* _YOUR GOAL_
Print the items again without any change, starting with the line containing "Note to the class: locate the wire" and going on through the line containing "<point>480,288</point>".

* _EXERCISE INPUTS_
-=-=-
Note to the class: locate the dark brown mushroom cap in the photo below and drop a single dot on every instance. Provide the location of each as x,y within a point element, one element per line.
-=-=-
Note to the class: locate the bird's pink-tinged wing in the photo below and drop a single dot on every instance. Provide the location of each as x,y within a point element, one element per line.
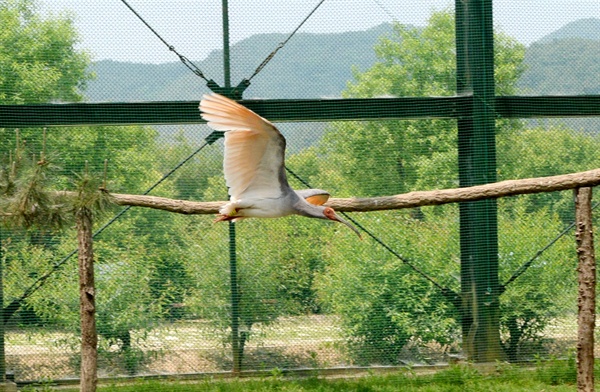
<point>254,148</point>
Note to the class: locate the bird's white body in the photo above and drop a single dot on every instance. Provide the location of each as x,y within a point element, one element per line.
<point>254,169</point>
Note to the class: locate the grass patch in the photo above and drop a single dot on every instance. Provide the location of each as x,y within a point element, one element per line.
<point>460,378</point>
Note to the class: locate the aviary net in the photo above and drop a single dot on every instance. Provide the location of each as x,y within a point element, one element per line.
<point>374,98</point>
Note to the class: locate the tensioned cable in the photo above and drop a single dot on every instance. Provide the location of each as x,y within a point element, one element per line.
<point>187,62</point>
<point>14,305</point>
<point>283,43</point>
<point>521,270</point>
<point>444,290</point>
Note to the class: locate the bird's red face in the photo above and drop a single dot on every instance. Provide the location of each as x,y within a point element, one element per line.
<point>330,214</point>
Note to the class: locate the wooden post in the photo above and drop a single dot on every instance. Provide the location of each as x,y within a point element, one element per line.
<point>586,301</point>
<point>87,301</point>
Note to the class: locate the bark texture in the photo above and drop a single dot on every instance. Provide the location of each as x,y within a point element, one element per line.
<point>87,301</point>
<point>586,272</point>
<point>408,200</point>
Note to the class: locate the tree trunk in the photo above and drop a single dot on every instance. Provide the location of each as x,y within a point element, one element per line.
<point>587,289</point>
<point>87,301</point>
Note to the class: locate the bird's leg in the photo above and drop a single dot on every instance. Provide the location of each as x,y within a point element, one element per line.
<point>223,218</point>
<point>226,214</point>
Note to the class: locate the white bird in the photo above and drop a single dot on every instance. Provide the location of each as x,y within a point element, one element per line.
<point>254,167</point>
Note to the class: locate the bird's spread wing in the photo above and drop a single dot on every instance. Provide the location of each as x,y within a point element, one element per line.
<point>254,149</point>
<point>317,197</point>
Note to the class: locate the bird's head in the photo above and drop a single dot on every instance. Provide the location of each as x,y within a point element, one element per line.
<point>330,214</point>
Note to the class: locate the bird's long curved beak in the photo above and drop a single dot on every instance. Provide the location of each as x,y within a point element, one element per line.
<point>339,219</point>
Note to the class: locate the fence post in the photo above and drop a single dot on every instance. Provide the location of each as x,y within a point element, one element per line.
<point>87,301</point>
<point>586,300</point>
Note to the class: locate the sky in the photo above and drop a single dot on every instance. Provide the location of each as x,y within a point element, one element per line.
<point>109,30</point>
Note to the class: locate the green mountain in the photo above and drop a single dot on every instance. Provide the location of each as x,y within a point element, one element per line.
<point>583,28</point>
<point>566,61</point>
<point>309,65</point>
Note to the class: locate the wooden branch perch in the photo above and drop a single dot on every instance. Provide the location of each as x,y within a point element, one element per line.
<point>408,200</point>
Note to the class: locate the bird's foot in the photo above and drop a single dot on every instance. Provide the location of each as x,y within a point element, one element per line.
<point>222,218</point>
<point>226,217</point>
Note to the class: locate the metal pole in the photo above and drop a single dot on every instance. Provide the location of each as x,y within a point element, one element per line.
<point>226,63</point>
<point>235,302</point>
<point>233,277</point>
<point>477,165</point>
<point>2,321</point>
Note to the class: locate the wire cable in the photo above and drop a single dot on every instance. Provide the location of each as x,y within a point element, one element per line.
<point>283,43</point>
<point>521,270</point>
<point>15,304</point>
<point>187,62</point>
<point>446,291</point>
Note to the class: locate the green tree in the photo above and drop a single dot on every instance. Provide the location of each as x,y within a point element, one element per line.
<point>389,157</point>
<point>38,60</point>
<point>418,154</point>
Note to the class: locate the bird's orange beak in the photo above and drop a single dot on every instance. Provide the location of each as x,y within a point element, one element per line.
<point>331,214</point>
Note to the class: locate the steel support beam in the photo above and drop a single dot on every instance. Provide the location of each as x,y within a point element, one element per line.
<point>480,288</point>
-=-=-
* _SOLUTION TO THIS EXERCISE_
Note to the class: locate the wire cable in the photo above and drop a single dot on every instance. Provide the location of each as x,y within a point element, one element per line.
<point>283,43</point>
<point>521,270</point>
<point>15,304</point>
<point>187,62</point>
<point>446,291</point>
Note to the class: locate the green tree in the photo above and drop a single dot on every instance. Provide the location of each as x,y within a point element, one element per line.
<point>389,157</point>
<point>38,60</point>
<point>418,154</point>
Note to the class: locate the bird's orange beak in the photo above and drop a single dot on every instance. Provide the location of each as x,y within a point element, one element per line.
<point>331,214</point>
Note to the class: locate the steel support beam in the photo above and drop a single dot on every instance. Provide the location of each as x,y within a point element, one element per line.
<point>480,288</point>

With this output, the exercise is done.